OBJECTIVE. In the passage about Don Visco's teaching awards, list every topic on which he is said to guide CHE majors to answers.

Don Visco, associate professor of Chemical Engineering, captured two of the College of Engineering's most prestigious annual awards this year because his students are convinced he cares about their academic success and will use innovative methods, including a popular game show response system, to help them learn.

Visco is the first faculty member to receive the Leighton E. Sissom Innovation and Creativity Award as well as the Brown-Henderson Outstanding Engineering Faculty Award. The double honor is for the volume and quality of his work guiding CHE majors to answers about their interests, capabilities and expectations.

"I ask students, 'Why do you want to be a chemical engineer?' and they say, 'I like chemistry, and I'm good in math,'" says Visco, who is the first contact a potential TTU Chemical Engineering student meets to talk about the future. But few of them know what a chemical engineer actually does."

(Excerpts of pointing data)
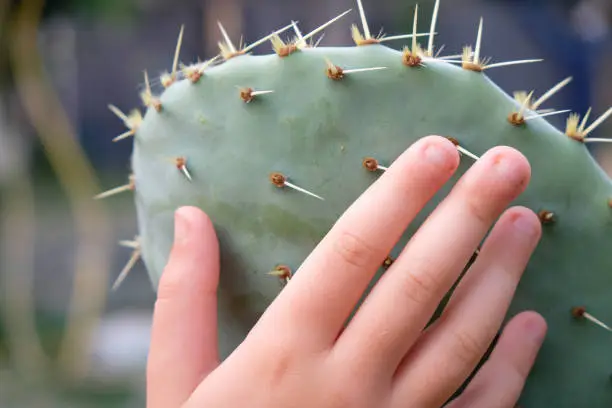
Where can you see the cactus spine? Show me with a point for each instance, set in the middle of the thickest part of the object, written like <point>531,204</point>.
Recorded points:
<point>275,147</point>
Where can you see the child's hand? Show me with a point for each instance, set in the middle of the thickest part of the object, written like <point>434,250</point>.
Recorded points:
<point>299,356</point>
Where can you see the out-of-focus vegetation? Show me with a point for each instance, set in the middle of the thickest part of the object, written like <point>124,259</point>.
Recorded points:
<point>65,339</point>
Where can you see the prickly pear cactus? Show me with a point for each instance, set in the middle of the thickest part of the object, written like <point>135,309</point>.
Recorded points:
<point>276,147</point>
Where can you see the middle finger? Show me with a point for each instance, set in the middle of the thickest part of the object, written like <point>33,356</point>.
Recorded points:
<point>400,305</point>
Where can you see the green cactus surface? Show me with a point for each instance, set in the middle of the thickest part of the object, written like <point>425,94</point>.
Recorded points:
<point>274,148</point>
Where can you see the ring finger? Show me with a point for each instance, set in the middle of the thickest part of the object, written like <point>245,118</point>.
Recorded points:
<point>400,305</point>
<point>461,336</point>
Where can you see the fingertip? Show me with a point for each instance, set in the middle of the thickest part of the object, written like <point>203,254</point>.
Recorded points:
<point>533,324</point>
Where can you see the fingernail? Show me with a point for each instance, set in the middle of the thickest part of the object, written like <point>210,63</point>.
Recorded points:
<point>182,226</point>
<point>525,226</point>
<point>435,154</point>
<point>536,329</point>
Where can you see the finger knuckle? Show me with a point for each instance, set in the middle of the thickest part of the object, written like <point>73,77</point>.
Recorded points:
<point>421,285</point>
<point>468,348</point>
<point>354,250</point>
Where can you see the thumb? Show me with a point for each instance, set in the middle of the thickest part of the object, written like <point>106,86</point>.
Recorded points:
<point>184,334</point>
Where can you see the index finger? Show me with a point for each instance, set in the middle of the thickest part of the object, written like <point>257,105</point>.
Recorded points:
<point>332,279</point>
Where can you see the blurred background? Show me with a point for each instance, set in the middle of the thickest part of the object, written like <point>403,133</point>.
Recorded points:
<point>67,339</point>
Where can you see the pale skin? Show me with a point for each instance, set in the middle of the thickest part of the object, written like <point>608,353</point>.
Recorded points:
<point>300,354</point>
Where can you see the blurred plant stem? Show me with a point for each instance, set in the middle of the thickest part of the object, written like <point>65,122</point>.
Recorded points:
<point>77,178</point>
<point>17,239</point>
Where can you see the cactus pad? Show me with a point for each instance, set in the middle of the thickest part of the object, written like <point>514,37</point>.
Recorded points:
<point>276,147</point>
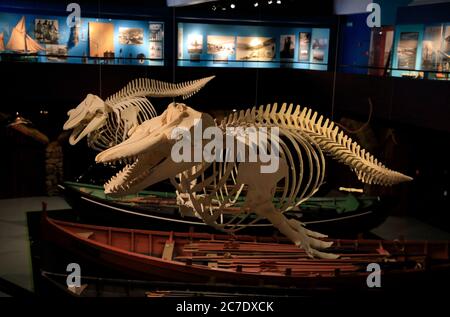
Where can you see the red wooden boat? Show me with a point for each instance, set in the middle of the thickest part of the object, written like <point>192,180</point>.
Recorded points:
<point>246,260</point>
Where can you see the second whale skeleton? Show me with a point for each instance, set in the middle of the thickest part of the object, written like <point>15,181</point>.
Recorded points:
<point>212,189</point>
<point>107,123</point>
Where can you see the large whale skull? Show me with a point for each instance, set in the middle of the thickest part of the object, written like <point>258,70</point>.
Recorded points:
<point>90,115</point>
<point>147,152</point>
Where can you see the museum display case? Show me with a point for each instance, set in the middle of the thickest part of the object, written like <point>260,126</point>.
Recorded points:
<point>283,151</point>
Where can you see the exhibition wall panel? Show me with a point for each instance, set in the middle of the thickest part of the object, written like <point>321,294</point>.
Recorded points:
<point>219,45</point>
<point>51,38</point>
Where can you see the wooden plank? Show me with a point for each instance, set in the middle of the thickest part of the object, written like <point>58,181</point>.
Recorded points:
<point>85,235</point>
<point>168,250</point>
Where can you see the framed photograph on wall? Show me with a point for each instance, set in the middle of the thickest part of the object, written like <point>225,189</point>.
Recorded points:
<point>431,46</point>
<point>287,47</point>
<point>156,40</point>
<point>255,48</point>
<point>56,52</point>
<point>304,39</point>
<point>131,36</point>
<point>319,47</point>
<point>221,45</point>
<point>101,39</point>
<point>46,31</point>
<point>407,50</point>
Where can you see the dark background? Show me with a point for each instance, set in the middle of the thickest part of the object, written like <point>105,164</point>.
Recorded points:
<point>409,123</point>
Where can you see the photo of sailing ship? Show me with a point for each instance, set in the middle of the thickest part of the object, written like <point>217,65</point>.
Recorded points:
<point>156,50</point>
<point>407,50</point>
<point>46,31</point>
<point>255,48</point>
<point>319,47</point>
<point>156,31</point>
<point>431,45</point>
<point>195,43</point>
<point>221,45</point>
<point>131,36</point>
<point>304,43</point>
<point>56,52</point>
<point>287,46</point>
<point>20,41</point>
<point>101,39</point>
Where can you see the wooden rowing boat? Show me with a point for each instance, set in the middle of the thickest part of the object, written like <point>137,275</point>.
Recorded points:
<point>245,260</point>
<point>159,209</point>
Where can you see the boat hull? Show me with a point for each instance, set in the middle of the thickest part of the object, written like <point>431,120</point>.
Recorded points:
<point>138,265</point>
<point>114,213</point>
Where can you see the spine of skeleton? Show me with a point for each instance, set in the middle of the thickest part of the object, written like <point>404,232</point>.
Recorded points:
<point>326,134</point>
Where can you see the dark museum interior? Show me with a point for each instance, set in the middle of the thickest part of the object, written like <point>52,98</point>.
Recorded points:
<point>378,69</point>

==

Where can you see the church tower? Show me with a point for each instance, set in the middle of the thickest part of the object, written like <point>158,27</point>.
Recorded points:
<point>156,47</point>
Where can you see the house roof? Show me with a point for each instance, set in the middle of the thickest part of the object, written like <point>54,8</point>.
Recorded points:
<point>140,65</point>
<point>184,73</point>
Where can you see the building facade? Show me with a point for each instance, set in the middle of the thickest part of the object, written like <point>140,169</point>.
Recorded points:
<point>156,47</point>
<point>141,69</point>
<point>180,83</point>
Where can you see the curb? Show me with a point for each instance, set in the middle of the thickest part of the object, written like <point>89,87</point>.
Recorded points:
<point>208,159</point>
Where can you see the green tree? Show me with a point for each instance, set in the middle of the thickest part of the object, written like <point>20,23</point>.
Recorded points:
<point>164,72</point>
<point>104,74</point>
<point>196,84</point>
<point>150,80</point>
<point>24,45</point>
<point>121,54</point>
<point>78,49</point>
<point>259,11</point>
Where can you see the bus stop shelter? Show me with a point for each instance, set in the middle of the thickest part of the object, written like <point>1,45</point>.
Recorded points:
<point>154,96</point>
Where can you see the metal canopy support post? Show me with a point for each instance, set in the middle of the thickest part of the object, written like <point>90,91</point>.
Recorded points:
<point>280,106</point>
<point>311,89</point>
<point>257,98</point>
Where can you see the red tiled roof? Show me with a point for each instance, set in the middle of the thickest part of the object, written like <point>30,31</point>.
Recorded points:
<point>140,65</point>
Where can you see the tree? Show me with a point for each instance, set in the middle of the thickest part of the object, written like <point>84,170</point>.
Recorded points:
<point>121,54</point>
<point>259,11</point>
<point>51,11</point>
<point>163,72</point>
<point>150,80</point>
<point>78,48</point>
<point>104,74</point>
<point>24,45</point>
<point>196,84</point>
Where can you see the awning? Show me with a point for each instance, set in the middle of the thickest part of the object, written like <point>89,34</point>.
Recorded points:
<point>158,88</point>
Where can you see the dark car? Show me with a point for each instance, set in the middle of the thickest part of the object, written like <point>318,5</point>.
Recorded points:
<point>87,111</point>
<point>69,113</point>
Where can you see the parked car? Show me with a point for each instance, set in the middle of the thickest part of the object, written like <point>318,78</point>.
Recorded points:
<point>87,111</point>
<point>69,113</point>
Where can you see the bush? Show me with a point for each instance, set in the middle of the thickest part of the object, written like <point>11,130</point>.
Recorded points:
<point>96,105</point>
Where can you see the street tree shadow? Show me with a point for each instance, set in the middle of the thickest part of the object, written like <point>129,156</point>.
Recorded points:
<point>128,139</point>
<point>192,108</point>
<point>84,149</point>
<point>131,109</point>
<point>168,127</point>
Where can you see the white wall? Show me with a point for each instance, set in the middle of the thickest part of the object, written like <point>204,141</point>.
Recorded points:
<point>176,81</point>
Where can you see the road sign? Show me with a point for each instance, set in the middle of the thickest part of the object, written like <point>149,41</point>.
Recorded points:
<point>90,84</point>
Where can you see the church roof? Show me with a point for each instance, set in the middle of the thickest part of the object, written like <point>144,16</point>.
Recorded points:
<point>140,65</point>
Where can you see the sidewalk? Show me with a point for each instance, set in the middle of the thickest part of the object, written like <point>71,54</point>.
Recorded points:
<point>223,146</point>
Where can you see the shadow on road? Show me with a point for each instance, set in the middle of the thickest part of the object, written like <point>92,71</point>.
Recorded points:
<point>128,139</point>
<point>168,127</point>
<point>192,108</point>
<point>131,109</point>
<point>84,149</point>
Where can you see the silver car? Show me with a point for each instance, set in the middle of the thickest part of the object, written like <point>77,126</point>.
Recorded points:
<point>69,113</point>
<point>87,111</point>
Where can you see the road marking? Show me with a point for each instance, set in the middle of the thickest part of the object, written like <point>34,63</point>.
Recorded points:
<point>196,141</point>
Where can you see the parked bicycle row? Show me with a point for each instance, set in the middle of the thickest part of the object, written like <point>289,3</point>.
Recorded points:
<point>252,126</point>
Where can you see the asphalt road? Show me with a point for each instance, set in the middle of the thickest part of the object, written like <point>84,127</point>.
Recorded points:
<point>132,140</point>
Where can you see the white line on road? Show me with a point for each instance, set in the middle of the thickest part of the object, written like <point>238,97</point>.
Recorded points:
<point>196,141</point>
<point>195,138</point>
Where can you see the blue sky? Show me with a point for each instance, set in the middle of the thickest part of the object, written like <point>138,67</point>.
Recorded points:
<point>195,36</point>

--

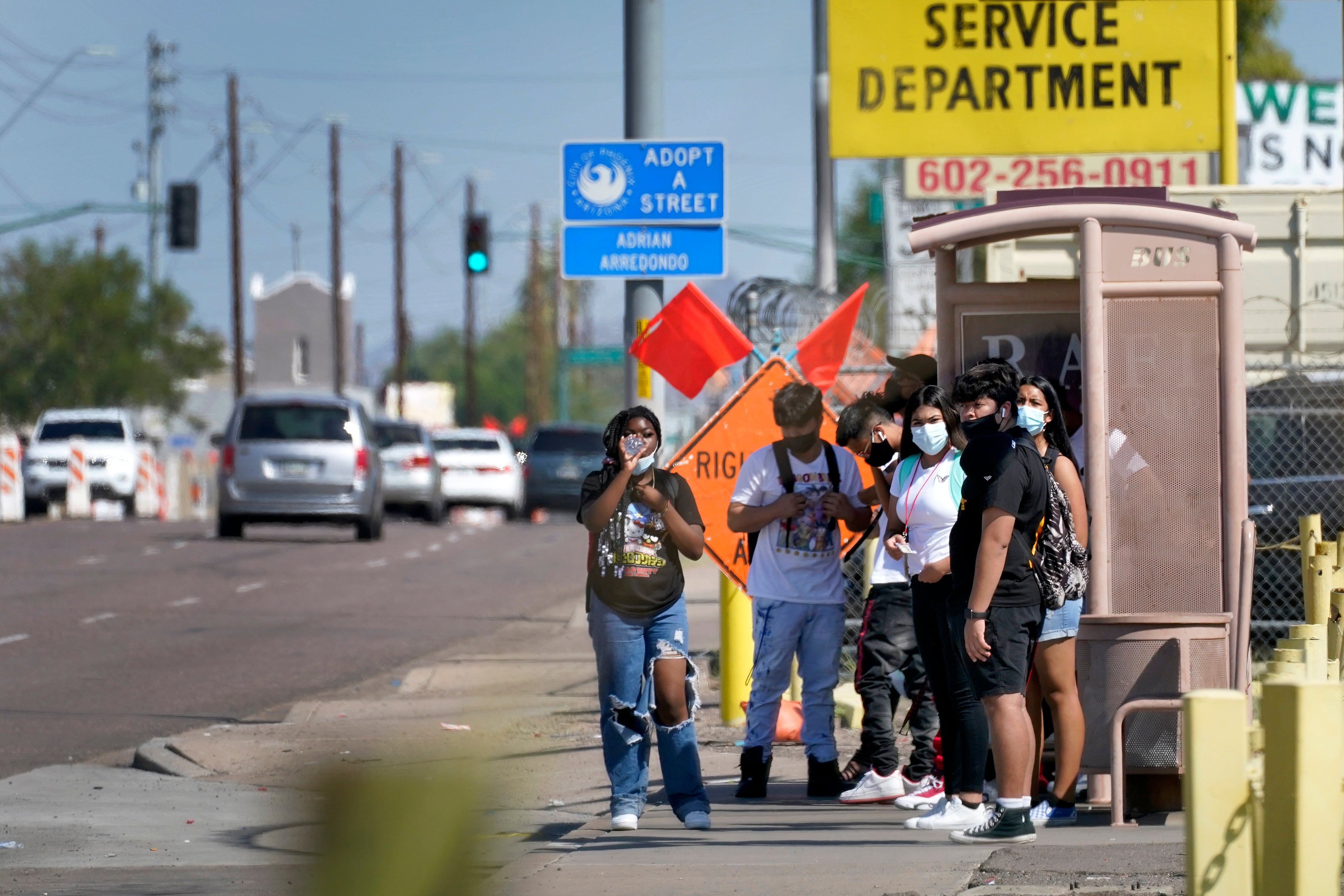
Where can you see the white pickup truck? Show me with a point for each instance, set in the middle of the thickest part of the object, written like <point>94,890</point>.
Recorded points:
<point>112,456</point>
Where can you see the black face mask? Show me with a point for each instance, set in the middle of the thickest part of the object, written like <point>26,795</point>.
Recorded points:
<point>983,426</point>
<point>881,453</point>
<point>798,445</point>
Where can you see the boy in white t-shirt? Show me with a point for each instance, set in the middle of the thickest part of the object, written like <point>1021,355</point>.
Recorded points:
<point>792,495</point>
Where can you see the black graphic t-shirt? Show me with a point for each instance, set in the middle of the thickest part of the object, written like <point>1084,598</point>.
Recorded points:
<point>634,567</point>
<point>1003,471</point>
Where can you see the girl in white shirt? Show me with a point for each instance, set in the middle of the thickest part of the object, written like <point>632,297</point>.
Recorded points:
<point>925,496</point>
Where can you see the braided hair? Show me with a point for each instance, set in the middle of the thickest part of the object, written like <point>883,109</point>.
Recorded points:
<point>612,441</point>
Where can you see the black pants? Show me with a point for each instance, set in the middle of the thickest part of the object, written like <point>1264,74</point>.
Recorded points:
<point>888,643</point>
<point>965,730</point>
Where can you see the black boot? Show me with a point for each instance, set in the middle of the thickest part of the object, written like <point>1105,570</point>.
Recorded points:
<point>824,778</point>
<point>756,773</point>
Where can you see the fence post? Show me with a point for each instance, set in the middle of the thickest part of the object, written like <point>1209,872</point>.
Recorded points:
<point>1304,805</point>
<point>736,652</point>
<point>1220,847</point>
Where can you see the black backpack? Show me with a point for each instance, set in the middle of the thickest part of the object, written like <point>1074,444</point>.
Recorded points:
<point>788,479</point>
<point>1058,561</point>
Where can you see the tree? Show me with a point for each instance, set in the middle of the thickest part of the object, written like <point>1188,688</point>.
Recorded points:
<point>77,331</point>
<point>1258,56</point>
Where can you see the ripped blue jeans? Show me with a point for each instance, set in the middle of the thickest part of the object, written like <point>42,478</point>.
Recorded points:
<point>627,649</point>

RESPONSE TO THIS EXERCISE. Interests, capabilities, expectations